- **What you need to do**:
When you find the line with "Greenhouse-scouting request: tag the tan boot" among the records below, reproduce it and each line after it exactly, ending with the line with "Greenhouse-scouting request: tag the black".

- **The data**:
┄┄┄┄┄┄┄┄┄┄

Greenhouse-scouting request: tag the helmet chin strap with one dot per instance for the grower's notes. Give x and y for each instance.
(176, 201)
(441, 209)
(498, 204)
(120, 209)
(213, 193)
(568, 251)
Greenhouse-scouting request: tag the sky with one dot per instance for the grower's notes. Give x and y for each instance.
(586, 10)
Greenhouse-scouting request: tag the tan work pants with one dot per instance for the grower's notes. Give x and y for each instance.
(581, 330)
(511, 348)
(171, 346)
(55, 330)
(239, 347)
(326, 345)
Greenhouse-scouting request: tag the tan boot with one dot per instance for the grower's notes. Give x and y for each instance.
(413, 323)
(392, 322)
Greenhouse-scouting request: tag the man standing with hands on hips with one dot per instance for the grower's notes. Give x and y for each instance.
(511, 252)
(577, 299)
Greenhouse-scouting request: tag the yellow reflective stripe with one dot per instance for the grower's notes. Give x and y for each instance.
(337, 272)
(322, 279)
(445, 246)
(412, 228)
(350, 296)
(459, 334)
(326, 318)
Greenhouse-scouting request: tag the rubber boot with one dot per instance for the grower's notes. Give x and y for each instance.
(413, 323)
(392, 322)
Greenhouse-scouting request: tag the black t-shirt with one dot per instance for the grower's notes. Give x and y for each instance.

┄┄┄┄┄┄┄┄┄┄

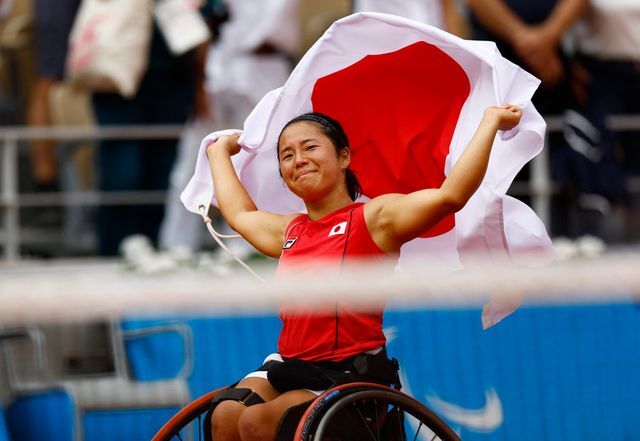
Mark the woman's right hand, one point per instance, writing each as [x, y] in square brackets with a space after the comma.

┄┄┄┄┄┄┄┄┄┄

- **Result**:
Greenhouse-scouting request: tag the tan boot with one dot per instance for the grower's notes. Give x and y for each instance.
(413, 323)
(392, 322)
Greenhouse-scouting request: tag the man standing with hands on hips with one dot per instance for the grower's notes. Give x and y for each instance.
(511, 252)
(577, 299)
Greenhouse-scouting request: tag the yellow reflective stripe with one dot per instance for the grower's notes. Give x and y for each instance.
(337, 272)
(322, 279)
(445, 246)
(412, 228)
(350, 296)
(459, 334)
(326, 318)
Greenhouse-scouting request: tag the rubber boot with one dot per instance for the grower's notes. Give x and y for each instance.
(413, 323)
(392, 322)
Greenhouse-scouting request: tag the black t-shirt with one dot per instance for the grower's notes. Give x and y for each instance.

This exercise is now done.